**Excerpt to read:**
* start *
Now something not mentioned above is the notion of virtual memory, do
not confuse that with virtual address space. We now know that you can
allow the application some virtual address space to operate in and if
it goes outside that space the operating system is alerted and takes
over. What if we wanted to do that on purpose? Two very simple
examples of this are, what if we wanted to pretend we have more memory
than we really have. Doesnt make too much sense on the raspberry pi
but makes a lot of sense on your desktop/laptop. You might have
4GB of ram, but one or more TB of disk space. Wouldnt it be cool if
a program that is using some ram but is not running just this moment
could have its ram saved to disk to free up that ram for another program
that is running, and then later when that other program needs its ram
then we swap the ram back from disk to memory so it can use it as
memory? that is exactly how swap or virtual memory works. we let the
program run off the end of its space and crash into a protection fault
but instead of issuing an error and stopping the program the operating
system instead knows how much ram this program thinks it has, if it is
within that range, then it looks for more ram for this program if there
is some free it simply maps it in using the mmu, if not then it
hopefully swaps some ram from some other application to disk, freeing
some ram for this application. The second simplest use case would be
a virtual machine, when I have say vmware running a virtual computer
on a computer. What if I want to have the virtual machine access the
network? I could make a range of address space that the virtual
machine thinks is the network peripheral and let the virtual machine
free run in some space, when it tries to access the network peripheral
the operating system is alerted to the protection fault, but instead
of stopping the program and issuing an error, it fakes the peripheral
access and lets the program keep running.
All very cool stuff but it requires first and foremost that all memory
accesses are funneled through a memory management unit or mmu of some
flavor.
What is meant by access permissions? Lets think about those two
programs running "at the same time" on some operating system (Linux
for example) you dont want to allow one program to gain access to
the operating systems data nor some other programs data. Some
operating systems sure that are meant for only running trusted and
well mannered programs. But you dont want some video game on your
home computer to have access to your banking account data in another
window/program? The mechanisms vary across processor families but
an important job for the mmu is to provide a protection mechanism.
* end *
**Data:**
* start *
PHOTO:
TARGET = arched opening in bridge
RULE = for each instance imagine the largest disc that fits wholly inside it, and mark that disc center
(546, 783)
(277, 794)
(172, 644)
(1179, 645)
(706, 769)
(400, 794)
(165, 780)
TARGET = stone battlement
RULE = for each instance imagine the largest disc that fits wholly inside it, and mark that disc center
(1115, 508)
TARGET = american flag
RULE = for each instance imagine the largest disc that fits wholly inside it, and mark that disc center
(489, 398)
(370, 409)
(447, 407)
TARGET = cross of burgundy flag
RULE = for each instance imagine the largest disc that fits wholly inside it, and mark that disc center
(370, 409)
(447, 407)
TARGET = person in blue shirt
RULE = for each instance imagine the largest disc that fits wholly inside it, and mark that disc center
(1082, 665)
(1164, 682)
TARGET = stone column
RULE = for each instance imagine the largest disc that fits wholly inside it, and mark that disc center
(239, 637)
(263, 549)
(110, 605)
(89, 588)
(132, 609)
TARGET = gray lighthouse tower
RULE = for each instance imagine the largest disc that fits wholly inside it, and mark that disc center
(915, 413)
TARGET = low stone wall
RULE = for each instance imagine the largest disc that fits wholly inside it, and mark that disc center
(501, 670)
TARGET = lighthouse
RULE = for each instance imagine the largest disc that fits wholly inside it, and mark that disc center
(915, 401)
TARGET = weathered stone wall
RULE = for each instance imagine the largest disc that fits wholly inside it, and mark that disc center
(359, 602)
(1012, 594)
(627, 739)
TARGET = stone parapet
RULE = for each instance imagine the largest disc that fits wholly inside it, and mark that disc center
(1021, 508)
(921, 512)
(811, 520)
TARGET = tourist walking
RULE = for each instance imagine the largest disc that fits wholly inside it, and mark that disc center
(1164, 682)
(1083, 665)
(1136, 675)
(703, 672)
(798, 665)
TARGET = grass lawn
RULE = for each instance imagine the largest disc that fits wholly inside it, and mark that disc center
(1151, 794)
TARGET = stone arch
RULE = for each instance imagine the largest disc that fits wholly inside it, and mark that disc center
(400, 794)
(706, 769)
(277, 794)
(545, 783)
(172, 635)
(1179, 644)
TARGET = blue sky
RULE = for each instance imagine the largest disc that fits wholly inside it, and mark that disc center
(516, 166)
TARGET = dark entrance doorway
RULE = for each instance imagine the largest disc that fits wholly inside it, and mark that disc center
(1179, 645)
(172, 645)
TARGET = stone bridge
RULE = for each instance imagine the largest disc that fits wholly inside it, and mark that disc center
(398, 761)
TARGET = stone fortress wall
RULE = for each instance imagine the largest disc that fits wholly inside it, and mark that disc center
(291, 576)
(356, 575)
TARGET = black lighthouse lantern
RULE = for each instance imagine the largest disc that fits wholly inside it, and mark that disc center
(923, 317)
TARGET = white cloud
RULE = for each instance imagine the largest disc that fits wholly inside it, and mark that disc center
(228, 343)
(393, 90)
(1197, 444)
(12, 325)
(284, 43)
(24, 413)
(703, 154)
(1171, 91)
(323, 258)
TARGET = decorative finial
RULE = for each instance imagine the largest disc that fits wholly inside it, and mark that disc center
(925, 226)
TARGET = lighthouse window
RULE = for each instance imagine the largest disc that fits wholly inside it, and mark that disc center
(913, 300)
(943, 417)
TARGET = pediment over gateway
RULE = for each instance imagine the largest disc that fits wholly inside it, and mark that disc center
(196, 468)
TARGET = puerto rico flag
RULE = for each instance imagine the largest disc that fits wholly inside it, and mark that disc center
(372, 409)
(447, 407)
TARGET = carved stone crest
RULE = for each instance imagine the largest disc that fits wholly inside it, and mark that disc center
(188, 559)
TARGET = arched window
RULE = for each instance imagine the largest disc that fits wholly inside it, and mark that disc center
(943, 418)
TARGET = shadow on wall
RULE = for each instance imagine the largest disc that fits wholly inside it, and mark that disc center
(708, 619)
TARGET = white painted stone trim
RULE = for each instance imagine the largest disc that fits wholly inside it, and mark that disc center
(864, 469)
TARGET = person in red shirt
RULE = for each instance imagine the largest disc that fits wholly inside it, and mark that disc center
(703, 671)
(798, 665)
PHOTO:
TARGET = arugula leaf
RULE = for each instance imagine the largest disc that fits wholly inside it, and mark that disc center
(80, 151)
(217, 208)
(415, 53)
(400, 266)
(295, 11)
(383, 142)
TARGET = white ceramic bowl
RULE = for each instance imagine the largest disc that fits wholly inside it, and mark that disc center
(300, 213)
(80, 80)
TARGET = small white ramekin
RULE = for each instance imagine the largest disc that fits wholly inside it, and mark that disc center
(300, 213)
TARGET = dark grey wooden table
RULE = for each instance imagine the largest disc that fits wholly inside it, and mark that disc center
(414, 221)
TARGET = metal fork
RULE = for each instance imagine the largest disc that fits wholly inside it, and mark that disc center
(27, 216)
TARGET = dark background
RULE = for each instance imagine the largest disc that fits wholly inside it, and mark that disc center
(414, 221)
* end *
**Task instructions:** Write out part of the virtual memory passage word for word, beginning at "What is meant" and stopping after "a protection mechanism.".

**Response for this exercise:**
What is meant by access permissions? Lets think about those two
programs running "at the same time" on some operating system (Linux
for example) you dont want to allow one program to gain access to
the operating systems data nor some other programs data. Some
operating systems sure that are meant for only running trusted and
well mannered programs. But you dont want some video game on your
home computer to have access to your banking account data in another
window/program? The mechanisms vary across processor families but
an important job for the mmu is to provide a protection mechanism.